Tasks and exercises:
1. Reproduce the article on Crosstree's purchase of Argyll word for word, from "Argyll operates 25" down to "new site acquisitions.".
2. According to the article on Crosstree's purchase of Argyll, how many of Argyll's assets does the business own outright?

Text for analysis:
#####
Crosstree Real Estate Partners has completed its acquisition of London-focused high-end serviced office business Argyll from Alpine Grove Partners and The Baupost Group for around £330 million.
Argyll operates 25 assets in London, including a mix of listed buildings and modern office buildings. Ten assets within the portfolio are owned outright by the business, primarily located in the West End and City core, including the Grade II-listed 33 St James’s Square.
The business said it has been stabilised over the last five years under the leadership of chief executive, John Drover, and is well positioned for future growth through planned refurbishments within the existing portfolio as well as new site acquisitions.
Nick Lyle, founding partner at Crosstree, said in a statement: “We are excited to acquire a market-leading platform underpinned by best-in-class prime assets with a proven ability to operate through a number of office market cycles. We look forward to working with the experienced management team to grow the business against the backdrop of a Central London prime office market that has recovered strongly since the end of the pandemic. We expect continued strong momentum for prime offices driven by further “flight to quality” by occupiers and limited new supply.”
#####
Data items:
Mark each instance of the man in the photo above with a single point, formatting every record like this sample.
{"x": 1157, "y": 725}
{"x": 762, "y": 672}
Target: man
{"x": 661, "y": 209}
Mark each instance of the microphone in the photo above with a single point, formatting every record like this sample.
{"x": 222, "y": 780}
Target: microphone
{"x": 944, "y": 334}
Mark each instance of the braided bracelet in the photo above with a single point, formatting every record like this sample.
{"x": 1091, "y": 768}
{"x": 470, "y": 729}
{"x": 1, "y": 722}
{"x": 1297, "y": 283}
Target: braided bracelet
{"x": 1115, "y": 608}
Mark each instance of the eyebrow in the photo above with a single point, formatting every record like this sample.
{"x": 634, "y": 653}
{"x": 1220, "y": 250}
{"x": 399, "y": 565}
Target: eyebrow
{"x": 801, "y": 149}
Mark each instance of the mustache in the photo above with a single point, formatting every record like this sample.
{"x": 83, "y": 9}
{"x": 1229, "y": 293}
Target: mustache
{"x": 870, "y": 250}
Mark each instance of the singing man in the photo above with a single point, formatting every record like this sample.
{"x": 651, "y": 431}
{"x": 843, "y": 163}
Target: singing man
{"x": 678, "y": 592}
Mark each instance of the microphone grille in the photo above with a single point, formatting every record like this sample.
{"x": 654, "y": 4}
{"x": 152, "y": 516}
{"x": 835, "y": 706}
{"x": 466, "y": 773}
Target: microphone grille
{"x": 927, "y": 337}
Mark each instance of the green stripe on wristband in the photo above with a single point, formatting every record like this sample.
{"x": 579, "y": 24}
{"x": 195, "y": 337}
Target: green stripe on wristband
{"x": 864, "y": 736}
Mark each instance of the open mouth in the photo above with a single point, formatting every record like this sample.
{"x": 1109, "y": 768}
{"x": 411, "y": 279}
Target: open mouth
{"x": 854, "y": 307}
#####
Answers to the exercise:
1.
Argyll operates 25 assets in London, including a mix of listed buildings and modern office buildings. Ten assets within the portfolio are owned outright by the business, primarily located in the West End and City core, including the Grade II-listed 33 St James’s Square.
The business said it has been stabilised over the last five years under the leadership of chief executive, John Drover, and is well positioned for future growth through planned refurbishments within the existing portfolio as well as new site acquisitions.

2. Ten